# Texte source
Mais continuons au delà de la lecture.
Parmi les artistes que je connaissais déjà (Siskind, Callahan, …) débarque une exposition à la Galerie Rouge sur Kenneth Josephson et une autre sur Barbara Crane au Centre Pompidou.

N’en jetez plus !

Allez, commençons par Yasuhiro Ishimoto.

Vous me suivez toujours ?
Alors on y va !

Des racines japonaises à l’exil américain : un parcours inattendu pour Yasuhiro Ishimoto

1921 naissance à San Francisco de Yasuhiro Ishimoto

    
Yasuhiro Ishimoto est né aux États-Unis en 1921, plus exactement à San Francisco.  
Il passa toute son enfance au Japon, sur l’ile de Shikoku, où ses parents étaient exploitants agricoles.  
Son destin l’orientait tout naturellement à reprendre le domaine familial et il suivit des études d’agriculture.  
Il avait maintenant 18 ans, la guerre fait rage avec la Chine.  
Sa mère, afin qu’il ne soit pas mobilisé, l’envoie, tout seul, en Californie poursuivre sa formation.
Des études d’agriculture, évidemment.  
  
Il obtint son diplôme, mais nous sommes en 1941, et l’attaque de Pearl Harbor le rattrapa. 
 

L’internement et la découverte de la photographie :  

 
Bien que possédant un passeport américain, il est arrêté comme tous les Américains d’origine japonaise et envoyé dans des camps d’internement.  
Je vous ajoute une petite vidéo sur le travail de la photographe Dorothea Lange dans ces camps.  
 
   
Yasuhiro Ishimoto fut déporté au camp de Amache situé dans l’État du Colorado au centre du pays.  
Il y apprendra la sérigraphie et imprimera des affiches à destination de l’armée américaine.  
Il rencontra deux photographes qui l’initièrent aux possibilités de prises de vue, du développement et du tirage.  
  
Une révélation !

# Données extraites
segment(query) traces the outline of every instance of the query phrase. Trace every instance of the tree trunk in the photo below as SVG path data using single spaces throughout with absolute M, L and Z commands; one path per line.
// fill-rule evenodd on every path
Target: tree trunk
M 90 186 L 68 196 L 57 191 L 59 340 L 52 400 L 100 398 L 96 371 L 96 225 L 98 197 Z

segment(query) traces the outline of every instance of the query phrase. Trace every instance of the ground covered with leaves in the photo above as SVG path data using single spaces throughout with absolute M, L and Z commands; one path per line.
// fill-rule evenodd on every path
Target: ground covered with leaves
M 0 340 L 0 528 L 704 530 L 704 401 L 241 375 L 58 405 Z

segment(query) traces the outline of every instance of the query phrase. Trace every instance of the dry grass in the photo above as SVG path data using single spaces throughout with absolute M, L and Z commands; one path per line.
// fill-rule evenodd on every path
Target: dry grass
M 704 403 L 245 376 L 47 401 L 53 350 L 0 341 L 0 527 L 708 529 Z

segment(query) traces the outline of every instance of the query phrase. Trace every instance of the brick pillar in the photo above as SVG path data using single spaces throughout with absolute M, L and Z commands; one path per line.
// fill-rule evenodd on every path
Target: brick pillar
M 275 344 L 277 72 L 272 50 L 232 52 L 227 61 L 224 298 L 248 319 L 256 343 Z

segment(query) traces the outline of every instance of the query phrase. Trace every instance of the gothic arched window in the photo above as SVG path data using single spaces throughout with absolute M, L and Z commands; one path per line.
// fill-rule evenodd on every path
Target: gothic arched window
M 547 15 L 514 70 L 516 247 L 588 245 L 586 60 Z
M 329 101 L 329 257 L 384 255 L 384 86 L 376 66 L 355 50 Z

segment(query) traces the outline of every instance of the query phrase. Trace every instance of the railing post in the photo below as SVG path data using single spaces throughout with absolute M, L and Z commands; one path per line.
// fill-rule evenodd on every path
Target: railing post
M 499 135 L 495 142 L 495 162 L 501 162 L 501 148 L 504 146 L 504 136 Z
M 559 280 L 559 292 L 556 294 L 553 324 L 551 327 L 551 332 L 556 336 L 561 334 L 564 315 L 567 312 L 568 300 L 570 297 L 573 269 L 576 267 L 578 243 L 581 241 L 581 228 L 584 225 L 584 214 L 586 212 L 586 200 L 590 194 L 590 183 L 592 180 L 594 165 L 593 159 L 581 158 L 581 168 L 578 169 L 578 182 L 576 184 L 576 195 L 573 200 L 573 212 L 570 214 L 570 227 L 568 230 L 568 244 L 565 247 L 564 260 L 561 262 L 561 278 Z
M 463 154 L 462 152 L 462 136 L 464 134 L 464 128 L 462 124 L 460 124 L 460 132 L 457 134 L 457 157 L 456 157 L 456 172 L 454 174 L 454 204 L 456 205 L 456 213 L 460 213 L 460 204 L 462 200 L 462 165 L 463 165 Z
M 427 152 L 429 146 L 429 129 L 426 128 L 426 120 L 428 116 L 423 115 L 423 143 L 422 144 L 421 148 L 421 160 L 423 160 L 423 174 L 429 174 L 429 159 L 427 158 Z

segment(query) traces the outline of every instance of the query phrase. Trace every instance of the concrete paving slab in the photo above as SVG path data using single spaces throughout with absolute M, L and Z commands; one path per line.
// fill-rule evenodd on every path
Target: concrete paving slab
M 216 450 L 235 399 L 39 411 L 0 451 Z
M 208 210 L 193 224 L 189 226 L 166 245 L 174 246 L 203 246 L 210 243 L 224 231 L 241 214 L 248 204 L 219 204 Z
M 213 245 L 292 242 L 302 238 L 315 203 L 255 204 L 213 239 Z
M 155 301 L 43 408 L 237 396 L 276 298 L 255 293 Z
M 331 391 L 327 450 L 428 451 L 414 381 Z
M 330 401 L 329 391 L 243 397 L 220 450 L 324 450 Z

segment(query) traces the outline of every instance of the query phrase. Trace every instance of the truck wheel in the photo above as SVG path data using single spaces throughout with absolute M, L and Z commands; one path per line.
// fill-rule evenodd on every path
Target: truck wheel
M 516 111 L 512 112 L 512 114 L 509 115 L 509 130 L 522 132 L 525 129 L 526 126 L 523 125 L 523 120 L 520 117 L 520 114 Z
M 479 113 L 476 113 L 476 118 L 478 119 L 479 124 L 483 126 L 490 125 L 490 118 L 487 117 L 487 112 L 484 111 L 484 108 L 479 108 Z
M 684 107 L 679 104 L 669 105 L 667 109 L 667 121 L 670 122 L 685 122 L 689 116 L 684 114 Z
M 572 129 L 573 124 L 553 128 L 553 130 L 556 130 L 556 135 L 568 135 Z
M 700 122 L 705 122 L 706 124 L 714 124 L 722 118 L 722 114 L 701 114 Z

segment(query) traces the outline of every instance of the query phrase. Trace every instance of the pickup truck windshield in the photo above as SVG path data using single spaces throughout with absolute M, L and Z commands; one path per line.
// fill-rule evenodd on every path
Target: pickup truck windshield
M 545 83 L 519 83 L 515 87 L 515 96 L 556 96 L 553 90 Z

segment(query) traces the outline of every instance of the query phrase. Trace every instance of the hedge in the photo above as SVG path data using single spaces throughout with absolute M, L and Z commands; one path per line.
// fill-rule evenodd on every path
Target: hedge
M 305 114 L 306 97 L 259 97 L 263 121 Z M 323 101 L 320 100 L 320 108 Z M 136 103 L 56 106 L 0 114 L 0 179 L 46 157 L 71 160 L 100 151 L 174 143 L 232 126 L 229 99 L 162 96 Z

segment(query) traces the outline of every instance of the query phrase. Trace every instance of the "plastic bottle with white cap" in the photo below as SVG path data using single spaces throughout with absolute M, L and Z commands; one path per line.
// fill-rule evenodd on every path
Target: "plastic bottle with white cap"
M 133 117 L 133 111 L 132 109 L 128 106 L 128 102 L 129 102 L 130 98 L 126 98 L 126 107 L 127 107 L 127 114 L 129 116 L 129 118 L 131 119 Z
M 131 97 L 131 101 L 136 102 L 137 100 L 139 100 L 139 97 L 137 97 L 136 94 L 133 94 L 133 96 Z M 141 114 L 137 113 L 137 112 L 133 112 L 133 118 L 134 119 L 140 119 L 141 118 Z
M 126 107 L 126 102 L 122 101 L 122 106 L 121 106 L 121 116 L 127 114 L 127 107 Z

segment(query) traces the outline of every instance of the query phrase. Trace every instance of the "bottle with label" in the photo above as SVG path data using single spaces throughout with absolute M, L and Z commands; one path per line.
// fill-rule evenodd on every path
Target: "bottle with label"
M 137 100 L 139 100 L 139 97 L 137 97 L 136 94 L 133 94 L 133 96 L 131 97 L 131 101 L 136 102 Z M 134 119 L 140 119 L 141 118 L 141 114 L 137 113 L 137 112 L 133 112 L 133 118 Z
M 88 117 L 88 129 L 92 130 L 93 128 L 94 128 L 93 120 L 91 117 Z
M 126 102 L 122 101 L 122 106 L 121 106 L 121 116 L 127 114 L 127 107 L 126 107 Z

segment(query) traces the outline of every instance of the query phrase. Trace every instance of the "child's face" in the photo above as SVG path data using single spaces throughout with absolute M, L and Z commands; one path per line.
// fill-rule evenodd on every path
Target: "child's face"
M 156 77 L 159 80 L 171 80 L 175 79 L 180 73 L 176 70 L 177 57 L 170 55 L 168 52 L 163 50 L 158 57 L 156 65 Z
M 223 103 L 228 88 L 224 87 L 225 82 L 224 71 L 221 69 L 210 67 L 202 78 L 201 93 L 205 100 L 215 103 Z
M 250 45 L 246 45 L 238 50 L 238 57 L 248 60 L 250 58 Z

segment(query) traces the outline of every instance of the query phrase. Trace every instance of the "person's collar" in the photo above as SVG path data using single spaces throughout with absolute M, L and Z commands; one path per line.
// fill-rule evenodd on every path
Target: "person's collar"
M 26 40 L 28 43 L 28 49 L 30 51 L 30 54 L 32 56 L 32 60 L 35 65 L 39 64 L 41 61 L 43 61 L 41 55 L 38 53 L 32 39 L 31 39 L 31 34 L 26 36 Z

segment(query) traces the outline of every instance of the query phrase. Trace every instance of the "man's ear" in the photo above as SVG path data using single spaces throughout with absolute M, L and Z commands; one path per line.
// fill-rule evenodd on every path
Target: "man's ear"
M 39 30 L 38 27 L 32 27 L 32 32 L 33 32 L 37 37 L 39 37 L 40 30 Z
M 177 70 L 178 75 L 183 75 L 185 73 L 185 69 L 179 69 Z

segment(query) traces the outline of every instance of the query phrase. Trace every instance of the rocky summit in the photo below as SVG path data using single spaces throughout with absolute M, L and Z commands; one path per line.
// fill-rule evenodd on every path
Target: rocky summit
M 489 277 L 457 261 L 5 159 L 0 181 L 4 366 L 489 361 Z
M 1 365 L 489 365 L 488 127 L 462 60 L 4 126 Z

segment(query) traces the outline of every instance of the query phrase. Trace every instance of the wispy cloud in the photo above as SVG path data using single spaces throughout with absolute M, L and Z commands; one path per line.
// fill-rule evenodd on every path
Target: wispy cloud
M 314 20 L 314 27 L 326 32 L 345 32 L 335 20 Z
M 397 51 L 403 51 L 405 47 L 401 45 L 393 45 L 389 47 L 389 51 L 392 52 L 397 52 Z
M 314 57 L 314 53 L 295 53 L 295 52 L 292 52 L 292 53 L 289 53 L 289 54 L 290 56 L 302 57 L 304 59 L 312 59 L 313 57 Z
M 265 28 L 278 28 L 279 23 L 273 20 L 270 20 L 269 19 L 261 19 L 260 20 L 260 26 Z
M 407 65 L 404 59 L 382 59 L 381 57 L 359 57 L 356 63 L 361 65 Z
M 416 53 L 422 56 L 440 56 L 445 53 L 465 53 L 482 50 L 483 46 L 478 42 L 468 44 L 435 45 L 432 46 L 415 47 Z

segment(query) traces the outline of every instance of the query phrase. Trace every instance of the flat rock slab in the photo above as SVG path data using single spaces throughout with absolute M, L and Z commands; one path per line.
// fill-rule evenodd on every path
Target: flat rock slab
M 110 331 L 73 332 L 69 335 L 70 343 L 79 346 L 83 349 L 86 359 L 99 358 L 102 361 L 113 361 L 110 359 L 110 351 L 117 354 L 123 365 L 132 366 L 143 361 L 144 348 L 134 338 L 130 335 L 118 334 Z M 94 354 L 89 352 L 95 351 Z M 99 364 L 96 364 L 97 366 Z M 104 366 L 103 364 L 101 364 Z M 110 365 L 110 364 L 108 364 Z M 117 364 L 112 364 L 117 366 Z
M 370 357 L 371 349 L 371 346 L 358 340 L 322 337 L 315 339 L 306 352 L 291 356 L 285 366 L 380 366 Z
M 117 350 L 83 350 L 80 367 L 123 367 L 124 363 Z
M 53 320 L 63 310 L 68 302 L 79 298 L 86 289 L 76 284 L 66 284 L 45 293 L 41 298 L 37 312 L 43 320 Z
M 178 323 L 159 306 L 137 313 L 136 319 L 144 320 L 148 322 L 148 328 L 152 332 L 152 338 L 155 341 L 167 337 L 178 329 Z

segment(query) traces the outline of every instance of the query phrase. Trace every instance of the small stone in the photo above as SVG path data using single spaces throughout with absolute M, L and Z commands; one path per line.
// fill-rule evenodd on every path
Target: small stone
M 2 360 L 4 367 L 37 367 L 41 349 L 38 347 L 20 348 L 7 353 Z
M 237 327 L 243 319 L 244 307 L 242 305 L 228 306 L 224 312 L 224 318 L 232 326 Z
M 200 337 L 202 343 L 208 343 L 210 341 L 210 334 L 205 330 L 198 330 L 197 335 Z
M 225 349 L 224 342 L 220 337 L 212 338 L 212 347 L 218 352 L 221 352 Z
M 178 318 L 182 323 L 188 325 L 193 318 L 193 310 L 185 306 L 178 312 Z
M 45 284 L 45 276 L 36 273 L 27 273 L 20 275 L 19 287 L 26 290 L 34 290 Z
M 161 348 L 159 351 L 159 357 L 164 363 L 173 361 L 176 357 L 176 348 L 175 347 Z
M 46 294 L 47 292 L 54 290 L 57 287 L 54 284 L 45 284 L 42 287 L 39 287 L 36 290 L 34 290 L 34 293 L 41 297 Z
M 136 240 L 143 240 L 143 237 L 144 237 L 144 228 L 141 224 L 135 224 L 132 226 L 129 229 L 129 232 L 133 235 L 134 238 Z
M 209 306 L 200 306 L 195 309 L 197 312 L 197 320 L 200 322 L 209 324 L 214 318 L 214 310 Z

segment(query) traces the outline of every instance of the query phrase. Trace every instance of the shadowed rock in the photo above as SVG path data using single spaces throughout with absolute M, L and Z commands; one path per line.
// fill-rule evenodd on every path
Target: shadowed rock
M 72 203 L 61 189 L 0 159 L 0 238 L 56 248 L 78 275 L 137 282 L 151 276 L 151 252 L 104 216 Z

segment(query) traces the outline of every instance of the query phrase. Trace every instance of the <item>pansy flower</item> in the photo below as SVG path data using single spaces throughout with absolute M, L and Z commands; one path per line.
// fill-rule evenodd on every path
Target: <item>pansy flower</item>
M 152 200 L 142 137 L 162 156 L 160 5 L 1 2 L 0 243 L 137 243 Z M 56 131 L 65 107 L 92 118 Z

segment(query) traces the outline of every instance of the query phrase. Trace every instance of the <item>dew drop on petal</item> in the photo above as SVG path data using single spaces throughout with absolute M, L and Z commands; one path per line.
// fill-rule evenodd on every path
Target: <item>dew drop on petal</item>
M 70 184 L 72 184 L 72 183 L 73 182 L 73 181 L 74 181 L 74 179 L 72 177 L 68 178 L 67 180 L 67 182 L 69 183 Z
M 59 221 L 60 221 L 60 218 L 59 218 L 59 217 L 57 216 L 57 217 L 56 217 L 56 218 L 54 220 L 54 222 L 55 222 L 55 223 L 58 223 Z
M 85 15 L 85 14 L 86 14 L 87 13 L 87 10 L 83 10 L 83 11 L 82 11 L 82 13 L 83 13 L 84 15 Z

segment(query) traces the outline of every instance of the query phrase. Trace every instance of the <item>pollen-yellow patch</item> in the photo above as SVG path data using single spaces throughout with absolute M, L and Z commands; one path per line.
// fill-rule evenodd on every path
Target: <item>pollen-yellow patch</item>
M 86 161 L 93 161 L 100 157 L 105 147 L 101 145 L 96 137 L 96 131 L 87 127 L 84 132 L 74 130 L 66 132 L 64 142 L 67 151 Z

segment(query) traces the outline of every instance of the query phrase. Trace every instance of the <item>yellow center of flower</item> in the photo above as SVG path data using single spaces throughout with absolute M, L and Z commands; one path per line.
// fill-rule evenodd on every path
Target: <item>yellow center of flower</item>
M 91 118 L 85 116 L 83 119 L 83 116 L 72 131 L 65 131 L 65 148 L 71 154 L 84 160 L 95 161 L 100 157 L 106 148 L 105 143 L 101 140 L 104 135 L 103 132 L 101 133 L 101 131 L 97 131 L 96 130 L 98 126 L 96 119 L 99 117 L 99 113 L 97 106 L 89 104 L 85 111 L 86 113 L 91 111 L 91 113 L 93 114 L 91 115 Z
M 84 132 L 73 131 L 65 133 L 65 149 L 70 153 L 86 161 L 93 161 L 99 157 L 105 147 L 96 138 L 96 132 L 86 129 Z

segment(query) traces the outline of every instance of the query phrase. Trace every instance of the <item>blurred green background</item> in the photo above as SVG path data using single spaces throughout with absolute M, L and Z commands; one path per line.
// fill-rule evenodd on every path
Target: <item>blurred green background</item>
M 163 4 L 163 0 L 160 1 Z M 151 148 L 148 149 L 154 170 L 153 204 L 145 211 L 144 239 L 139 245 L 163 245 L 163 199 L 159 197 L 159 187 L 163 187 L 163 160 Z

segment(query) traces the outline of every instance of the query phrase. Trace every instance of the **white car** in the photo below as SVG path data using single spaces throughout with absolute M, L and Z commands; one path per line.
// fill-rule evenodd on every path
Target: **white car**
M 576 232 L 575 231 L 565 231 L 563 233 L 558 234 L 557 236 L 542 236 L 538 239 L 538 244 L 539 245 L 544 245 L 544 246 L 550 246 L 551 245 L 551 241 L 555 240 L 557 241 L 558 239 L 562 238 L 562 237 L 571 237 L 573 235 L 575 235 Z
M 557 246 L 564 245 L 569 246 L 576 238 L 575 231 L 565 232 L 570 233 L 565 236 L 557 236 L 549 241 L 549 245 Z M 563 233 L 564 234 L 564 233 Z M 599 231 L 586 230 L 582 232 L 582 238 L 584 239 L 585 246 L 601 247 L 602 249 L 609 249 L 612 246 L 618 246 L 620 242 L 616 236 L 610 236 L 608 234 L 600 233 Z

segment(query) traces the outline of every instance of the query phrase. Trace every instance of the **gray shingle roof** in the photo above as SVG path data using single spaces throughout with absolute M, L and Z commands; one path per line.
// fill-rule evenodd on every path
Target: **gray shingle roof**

# Exercices
• A. D'après le texte sur Yasuhiro Ishimoto, dans quel camp fut-il déporté ?
• B. Rédigez la suite du texte sur Yasuhiro Ishimoto après sa dernière phrase.

# Corrigés
• A. Au camp d'Amache, dans l'État du Colorado.

• B.
Il décida d’abandonner l’agriculture pour la photo lorsqu’il fut libéré en 1944.  
Enfin libre au pays de la liberté !  
Le mot est bien grand car on lui interdit de résider sur la côte Est ou la côte Ouest, vu sa double nationalité.  
Les citoyens japonais n’ont pas le droit de s’installer à proximité des ports.  
Pearl Harbor a laissé quelques traces.  
  
New York lui est interdit !  
  
La ville de Chicago, sur les rives du lac Michigan, va l’accueillir.  
  
Vous me suivez à Chicago dans l’État de l’Illinois ?  
  
Go !  
 

L’institute of Design Chicago, ex-New Bauhaus 

  
Arrivé à Chicago, il continua à prendre des photos au sein d’un petit club (Photo Dearborn). On lui conseilla de rejoindre l’institute of Design que venait d’ouvrir László Moholy-Nagy (enseignant au Bauhaus dans les années 20).   
En réalité, l’école existait depuis 1937 sous le nom de New Bauhaus. Des problèmes financiers conduisirent à des changements de nom et d’activité.   
Une section photographie venait d’être ouverte avec évidemment des formations de designers et d’architectes.  
À cette époque deux illustres photographes enseignaient à l’Institute of Design : Harry Callahan et Aaron Siskind.  
Avouez qu’il y a pire comme professeurs !  
  
 
Aaron Siskind à gauche et Harry Callahan à droite
Aaron Siskind à gauche et Harry Callahan à droite
Vous me suivez toujours ?  
Parce que nous allons découvrir les méthodes utilisées à l’Institute of Design.  
Je pense que cela devrait vous être utile pour approfondir les compositions de vos images.  

De toutes les façons, il fait moche dehors; autant continuer l’article. 

L’influence de l’Institute of Design : Yasuhiro Ishimoto ouvre un œil moderne

Formation à l’Institute of Design de Chicago :

Commençons par des données économiques.
Nous sommes en 1944, à la sortie de la Seconde Guerre mondiale.
Les Gis commencent à rentrer au pays. Le gouvernement américain les aide à s’adapter à la vie civile en leur versant, grâce au GI Bill, le paiement des études universitaires et une année d’assurance-emploi.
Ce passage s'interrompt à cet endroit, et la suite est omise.